• [DATA EXCERPTS]
== == ==
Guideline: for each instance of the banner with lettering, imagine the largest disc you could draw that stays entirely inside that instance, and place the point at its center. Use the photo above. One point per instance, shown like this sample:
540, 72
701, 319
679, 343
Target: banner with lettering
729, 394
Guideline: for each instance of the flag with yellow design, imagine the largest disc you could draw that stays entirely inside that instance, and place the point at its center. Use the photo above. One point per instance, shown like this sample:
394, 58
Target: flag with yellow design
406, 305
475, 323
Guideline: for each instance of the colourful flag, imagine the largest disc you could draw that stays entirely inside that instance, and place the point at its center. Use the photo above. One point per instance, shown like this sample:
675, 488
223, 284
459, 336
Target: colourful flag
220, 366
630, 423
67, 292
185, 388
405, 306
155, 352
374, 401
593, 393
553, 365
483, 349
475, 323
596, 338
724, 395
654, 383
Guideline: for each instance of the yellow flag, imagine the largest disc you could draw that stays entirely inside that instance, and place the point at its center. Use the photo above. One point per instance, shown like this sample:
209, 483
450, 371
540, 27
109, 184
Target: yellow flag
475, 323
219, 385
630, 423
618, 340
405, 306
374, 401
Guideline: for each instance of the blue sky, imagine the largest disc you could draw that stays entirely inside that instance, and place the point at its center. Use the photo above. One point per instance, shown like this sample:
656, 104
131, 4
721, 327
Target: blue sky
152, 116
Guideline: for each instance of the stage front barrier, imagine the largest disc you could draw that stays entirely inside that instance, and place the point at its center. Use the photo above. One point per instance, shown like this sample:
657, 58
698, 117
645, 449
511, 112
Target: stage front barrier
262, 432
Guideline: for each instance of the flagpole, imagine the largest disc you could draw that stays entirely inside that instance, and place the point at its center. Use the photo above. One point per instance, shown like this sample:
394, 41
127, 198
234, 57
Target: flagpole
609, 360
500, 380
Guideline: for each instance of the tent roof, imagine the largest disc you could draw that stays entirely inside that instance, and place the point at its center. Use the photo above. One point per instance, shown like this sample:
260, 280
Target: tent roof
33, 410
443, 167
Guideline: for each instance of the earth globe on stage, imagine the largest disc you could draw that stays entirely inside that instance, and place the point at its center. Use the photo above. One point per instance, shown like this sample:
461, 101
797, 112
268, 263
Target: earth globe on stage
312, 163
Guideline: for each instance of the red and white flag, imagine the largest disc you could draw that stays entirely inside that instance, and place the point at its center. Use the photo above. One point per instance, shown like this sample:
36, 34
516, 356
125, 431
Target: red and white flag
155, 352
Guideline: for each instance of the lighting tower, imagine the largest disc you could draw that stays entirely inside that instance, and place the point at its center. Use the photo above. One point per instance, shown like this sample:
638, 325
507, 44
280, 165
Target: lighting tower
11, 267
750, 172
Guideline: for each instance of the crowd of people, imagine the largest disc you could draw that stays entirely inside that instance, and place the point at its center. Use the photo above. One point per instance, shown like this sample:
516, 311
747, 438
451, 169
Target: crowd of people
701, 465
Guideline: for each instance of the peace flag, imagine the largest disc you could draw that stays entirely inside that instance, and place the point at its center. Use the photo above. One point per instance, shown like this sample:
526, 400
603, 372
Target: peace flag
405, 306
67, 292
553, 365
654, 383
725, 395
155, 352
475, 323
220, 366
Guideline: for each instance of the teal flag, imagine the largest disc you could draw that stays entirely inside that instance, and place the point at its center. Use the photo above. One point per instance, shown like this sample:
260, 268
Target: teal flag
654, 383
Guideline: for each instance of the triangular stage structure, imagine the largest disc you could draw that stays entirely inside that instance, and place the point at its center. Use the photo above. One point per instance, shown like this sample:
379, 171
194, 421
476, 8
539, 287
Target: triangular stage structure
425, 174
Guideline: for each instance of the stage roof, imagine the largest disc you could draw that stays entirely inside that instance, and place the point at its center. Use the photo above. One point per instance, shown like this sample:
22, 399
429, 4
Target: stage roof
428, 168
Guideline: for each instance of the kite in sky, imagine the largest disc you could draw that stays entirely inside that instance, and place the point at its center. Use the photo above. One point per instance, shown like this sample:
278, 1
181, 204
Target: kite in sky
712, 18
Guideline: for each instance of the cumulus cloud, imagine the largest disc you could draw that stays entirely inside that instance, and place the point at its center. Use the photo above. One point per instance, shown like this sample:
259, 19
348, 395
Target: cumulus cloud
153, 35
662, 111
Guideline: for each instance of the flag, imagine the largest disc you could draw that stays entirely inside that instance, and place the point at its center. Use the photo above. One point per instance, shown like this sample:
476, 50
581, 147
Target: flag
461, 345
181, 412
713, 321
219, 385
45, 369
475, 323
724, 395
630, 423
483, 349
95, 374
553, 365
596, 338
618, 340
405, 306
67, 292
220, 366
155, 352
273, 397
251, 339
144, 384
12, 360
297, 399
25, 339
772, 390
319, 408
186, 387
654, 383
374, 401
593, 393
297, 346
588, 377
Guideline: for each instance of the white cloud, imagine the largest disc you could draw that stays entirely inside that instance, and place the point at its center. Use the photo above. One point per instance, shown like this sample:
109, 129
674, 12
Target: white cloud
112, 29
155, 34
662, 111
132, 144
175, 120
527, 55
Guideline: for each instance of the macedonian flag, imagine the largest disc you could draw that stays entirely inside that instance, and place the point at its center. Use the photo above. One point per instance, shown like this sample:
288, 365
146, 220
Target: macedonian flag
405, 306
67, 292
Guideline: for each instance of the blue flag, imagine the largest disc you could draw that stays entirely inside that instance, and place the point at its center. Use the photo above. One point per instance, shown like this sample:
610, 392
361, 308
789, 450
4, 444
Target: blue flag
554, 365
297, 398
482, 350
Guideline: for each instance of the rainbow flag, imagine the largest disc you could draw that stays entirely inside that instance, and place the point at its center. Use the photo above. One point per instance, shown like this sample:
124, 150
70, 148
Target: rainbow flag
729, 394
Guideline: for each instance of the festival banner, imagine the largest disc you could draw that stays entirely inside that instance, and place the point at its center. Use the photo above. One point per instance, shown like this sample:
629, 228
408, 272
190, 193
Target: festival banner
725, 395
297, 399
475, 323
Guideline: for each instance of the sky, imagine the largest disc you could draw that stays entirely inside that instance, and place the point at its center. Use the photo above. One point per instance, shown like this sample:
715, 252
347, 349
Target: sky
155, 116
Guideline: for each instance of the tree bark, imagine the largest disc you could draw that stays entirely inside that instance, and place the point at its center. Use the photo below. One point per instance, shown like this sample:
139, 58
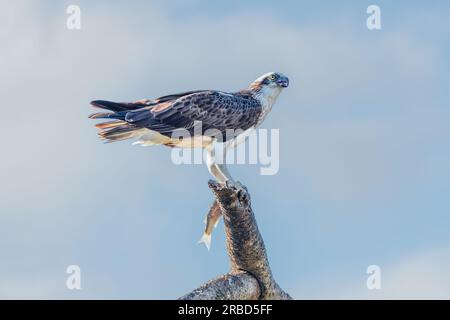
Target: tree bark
250, 277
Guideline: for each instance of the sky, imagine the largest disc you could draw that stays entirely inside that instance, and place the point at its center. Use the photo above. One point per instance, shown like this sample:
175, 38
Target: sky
364, 128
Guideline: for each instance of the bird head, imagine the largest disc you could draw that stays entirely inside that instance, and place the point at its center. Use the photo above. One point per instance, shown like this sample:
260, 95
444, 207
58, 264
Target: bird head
273, 80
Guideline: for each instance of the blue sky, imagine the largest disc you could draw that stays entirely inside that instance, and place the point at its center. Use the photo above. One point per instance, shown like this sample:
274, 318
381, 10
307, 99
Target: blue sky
364, 158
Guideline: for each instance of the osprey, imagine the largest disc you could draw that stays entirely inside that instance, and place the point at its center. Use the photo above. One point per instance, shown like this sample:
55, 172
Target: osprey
159, 121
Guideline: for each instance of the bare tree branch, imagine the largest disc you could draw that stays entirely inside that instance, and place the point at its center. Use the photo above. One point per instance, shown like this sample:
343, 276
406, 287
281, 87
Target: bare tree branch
238, 286
250, 276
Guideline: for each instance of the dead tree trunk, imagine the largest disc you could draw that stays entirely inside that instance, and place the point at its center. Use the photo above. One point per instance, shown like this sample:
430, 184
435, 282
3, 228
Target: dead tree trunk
250, 277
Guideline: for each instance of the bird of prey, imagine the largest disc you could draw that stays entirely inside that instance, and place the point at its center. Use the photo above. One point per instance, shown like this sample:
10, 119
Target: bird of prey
211, 118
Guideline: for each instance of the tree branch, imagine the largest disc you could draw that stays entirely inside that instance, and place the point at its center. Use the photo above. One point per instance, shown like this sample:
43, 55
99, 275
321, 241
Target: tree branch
250, 276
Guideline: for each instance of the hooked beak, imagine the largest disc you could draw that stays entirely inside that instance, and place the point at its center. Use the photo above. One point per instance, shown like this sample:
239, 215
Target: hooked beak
283, 82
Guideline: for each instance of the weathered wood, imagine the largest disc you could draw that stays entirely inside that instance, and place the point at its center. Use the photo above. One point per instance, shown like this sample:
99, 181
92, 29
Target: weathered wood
246, 250
238, 286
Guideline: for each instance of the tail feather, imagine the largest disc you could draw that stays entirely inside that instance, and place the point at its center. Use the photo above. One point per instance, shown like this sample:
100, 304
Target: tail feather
120, 106
120, 133
110, 124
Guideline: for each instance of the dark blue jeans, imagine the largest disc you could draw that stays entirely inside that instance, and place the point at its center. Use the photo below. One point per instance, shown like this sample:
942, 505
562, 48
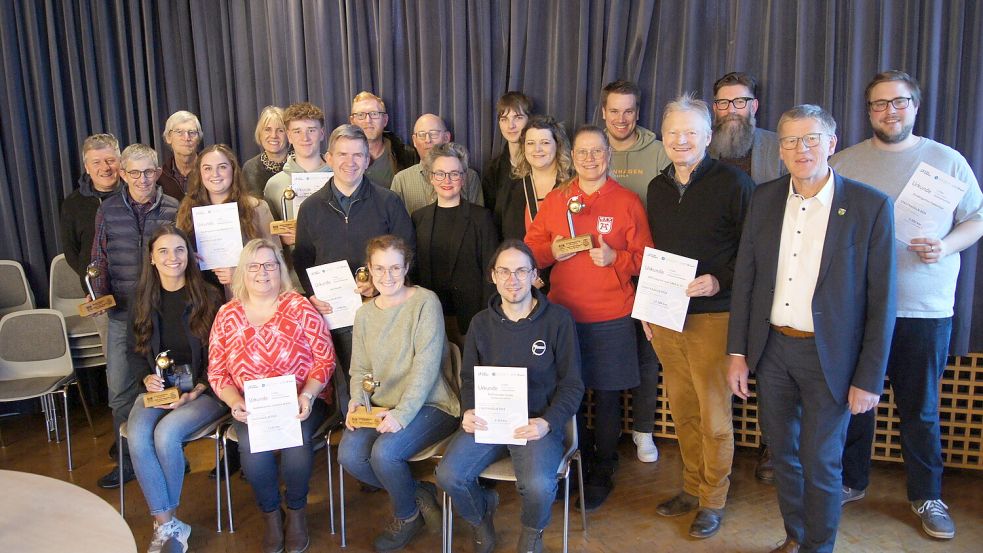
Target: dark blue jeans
295, 465
535, 466
806, 428
380, 460
918, 358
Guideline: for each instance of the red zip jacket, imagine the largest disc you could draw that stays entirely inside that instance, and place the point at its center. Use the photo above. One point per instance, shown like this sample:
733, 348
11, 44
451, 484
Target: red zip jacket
593, 294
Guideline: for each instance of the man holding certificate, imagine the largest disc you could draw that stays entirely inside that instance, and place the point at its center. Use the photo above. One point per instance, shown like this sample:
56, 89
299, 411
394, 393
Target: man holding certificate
924, 178
696, 209
519, 329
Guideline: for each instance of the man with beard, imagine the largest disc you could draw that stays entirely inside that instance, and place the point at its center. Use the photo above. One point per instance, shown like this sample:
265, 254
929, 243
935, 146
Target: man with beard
928, 268
736, 137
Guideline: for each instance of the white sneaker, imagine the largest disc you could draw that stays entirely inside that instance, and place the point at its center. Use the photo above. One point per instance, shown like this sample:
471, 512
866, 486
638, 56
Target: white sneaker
173, 529
646, 450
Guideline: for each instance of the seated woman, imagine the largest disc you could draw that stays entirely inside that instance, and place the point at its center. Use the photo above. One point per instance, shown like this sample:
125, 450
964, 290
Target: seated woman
398, 339
455, 239
172, 311
506, 335
269, 330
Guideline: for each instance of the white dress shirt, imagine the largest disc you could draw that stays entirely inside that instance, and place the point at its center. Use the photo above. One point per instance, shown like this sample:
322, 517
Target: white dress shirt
799, 255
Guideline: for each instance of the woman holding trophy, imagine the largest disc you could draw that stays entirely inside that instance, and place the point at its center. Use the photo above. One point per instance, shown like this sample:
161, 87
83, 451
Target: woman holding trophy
401, 403
593, 233
171, 316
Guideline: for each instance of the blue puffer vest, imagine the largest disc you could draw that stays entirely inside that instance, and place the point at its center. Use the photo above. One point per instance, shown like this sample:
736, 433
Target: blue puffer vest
125, 241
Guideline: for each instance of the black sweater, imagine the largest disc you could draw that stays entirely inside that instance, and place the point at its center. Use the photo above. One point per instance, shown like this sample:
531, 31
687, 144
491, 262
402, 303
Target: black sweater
704, 224
545, 343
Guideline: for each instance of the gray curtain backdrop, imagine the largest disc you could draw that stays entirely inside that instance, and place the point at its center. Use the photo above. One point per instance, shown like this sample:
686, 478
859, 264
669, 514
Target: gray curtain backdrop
69, 69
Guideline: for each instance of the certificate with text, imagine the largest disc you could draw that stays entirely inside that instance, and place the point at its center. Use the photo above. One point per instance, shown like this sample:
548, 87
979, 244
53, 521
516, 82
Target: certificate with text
661, 295
272, 407
924, 208
333, 283
218, 236
500, 400
305, 184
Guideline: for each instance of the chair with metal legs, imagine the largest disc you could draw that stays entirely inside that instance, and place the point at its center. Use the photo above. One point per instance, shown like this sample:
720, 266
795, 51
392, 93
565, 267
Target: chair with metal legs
503, 470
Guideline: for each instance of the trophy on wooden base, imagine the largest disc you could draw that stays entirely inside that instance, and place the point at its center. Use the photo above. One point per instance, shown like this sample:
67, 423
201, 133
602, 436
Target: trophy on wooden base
163, 368
575, 243
287, 225
366, 416
96, 305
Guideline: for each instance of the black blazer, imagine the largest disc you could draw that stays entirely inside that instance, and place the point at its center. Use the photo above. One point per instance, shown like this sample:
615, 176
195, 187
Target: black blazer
469, 281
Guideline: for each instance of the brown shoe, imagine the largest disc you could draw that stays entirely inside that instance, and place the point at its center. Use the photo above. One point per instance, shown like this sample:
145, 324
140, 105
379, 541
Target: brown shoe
297, 537
790, 546
273, 538
765, 469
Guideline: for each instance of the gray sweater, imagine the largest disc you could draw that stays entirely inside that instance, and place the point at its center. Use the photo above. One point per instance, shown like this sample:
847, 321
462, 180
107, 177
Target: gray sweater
402, 348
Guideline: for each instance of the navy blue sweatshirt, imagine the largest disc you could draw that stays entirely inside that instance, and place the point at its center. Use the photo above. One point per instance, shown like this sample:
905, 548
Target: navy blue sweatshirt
545, 343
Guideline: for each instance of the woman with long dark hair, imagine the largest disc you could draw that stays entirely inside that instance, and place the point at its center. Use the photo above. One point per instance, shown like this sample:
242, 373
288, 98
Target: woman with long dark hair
172, 311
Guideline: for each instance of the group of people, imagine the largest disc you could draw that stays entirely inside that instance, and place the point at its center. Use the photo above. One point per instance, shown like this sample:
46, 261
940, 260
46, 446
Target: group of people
799, 279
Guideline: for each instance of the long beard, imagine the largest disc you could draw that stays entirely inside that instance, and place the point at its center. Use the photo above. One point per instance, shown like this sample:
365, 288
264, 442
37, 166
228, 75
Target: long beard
733, 136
== == ==
• [PROMPT]
Those lines from the one with "Target: woman with long dark hair" through the last line of the material above are to be retyped exactly, with nothing else.

• [YOUR SOLUTION]
Target: woman with long dark hair
172, 311
Guideline: for each instance of the group of people, imagine the largest disc you could draw that stays entirely inside that instance, and place the point at its center. Use the photo above. One point per instance, shown like this sample:
46, 261
940, 260
46, 446
Target: group of people
799, 279
Guideline: for each instance of the long beard, imagine the largest disc you could draw that stays entirely inside that instance, and place the point at its center. Use the photo above. One point per instance, shown like this sample:
365, 288
264, 442
37, 166
228, 75
Target: long beard
733, 136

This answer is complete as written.